What needs to be done: Repeat word for word the part of the article on the Mott Community College 9/11 ceremony starting at "Walker-Griffea also said" and ending at "the country’s history.".

Document section:
---+---

FLINT — Mott Community College and its Department of Public Safety hosted a 9/11 Remembrance ceremony last Friday to reflect upon the tragic events of Sept. 11, 2001.
A limited group of spectators, MCC security officers and local first responders gathered outside the Prahl College Center to mark the 19th Anniversary of 9/11 and pay their respects to those who lost their lives in a terrorist attack on the World Trade Center. The ceremony was held in front of Mott’s 9/11 memorial sculpture, which displays a twisted steel beam that was salvaged from the World Trade Center.
Speakers at the ceremony included MCC President Dr. Beverly Walker- Griffea, MCC Police Chief Michael Odette and MCC security officer Sgt. Eric Rodgers. Flint Deputy Fire Chief Carrie Edwards- Clemons performed the national anthem and MCC student Darren Maschino played “Taps” on a bugle to close out the ceremony.
In her remarks, Walker-Griffea reminded audience members that Americans of all backgrounds and creeds united to grieve the events of 9/11, putting aside political and social differences to help the country heal.
“When the attack happened on our soil, we came together without any polarization, saying ‘We’re going to fight this together,’” she said. “This is the kind of unity that we need to reclaim today.”
Walker-Griffea also said that institutions like MCC have a responsibility to educate students about the sacrifices that first responders made to save lives during 9/11. Over 400 emergency workers—including firefighters, police and medical personnel—were killed in the World Trade Center attack.
“From a historical perspective, we have to understand the importance of our police, fire departments and first responders in any kind of event or tragedy that occurs,” she said.
Chief Odette, who was a Burton police officer and a father of young children at the time of 9/11, said that it’s important for students at Mott to remember the significance of the tragedy and how it shaped the country’s history.
“Some of today’s incoming freshmen students weren’t even born when 9/11 happened,” he said. “It’s critical that we take the time and opportunities to educate them and to remind them that this could happen again.”
Nearly 3,000 people died on 9/11 when the Islamist terrorist group al-Qaeda coordinated a series of four attacks against the United States. Al-Qaeda terrorists hijacked and crashed two airliners into the World Trade Center in New York City and flew another airliner into the Pentagon in Arlington, VA. A fourth plane was flown toward Washington D.C. but crashed in a Pennsylvania field after passengers overpowered the hijackers.

---+---

Information given:
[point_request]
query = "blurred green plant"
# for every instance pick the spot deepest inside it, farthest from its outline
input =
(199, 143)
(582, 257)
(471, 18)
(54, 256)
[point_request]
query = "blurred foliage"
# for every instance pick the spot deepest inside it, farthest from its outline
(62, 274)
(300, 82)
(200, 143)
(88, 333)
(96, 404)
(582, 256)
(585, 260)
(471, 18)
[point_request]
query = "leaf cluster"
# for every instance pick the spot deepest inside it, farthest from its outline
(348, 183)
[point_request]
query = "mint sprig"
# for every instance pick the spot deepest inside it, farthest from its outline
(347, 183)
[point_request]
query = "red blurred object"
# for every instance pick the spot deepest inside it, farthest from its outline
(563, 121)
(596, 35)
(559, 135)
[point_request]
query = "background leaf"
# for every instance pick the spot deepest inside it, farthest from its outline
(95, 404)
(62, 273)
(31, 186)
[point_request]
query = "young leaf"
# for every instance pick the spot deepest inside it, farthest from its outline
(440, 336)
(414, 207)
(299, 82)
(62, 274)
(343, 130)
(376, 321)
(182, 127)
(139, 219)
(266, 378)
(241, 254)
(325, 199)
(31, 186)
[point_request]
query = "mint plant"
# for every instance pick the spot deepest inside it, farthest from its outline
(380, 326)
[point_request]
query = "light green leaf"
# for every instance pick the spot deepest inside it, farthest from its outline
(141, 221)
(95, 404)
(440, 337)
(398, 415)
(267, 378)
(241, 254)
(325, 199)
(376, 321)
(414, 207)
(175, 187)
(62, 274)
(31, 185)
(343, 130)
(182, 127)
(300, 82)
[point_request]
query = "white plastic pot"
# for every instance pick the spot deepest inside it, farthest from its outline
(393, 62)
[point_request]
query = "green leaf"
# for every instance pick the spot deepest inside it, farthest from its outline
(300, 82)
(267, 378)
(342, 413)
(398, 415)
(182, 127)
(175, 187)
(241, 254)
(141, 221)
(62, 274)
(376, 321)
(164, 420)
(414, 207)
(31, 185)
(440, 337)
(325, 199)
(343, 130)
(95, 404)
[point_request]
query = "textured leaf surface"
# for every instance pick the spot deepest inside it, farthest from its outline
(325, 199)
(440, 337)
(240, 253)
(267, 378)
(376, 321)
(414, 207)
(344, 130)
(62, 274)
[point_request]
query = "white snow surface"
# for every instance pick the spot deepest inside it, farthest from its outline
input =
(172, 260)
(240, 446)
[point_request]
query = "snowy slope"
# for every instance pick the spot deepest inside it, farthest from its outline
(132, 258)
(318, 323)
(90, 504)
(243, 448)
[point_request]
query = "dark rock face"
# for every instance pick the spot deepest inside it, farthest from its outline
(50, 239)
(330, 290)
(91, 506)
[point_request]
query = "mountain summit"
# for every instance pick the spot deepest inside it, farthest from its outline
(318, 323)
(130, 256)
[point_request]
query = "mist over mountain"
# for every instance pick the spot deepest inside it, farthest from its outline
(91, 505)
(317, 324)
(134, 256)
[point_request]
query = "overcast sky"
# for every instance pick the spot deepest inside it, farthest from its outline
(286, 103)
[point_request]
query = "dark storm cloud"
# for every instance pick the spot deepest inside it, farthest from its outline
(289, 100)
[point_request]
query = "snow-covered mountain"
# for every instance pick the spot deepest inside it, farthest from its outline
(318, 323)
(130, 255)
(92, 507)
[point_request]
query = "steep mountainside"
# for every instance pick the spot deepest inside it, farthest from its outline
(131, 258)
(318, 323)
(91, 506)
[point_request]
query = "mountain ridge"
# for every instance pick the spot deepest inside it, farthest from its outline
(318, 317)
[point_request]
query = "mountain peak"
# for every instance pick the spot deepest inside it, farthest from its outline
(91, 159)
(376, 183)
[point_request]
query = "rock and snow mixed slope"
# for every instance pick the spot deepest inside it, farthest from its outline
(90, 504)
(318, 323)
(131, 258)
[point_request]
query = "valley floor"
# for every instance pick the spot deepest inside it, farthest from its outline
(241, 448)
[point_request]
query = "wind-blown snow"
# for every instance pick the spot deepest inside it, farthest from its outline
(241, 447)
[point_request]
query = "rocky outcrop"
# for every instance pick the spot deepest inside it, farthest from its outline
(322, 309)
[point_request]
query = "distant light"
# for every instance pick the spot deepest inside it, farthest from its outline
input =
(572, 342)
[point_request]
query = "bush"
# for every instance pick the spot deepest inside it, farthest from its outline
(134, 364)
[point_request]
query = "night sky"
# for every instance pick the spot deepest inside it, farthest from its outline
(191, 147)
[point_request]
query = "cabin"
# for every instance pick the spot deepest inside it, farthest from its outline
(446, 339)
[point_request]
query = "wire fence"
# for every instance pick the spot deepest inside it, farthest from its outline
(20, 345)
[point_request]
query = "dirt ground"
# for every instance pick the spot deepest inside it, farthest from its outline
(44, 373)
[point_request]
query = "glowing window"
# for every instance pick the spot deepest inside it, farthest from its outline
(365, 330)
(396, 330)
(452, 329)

---+---

Solved problem:
Walker-Griffea also said that institutions like MCC have a responsibility to educate students about the sacrifices that first responders made to save lives during 9/11. Over 400 emergency workers—including firefighters, police and medical personnel—were killed in the World Trade Center attack.
“From a historical perspective, we have to understand the importance of our police, fire departments and first responders in any kind of event or tragedy that occurs,” she said.
Chief Odette, who was a Burton police officer and a father of young children at the time of 9/11, said that it’s important for students at Mott to remember the significance of the tragedy and how it shaped the country’s history.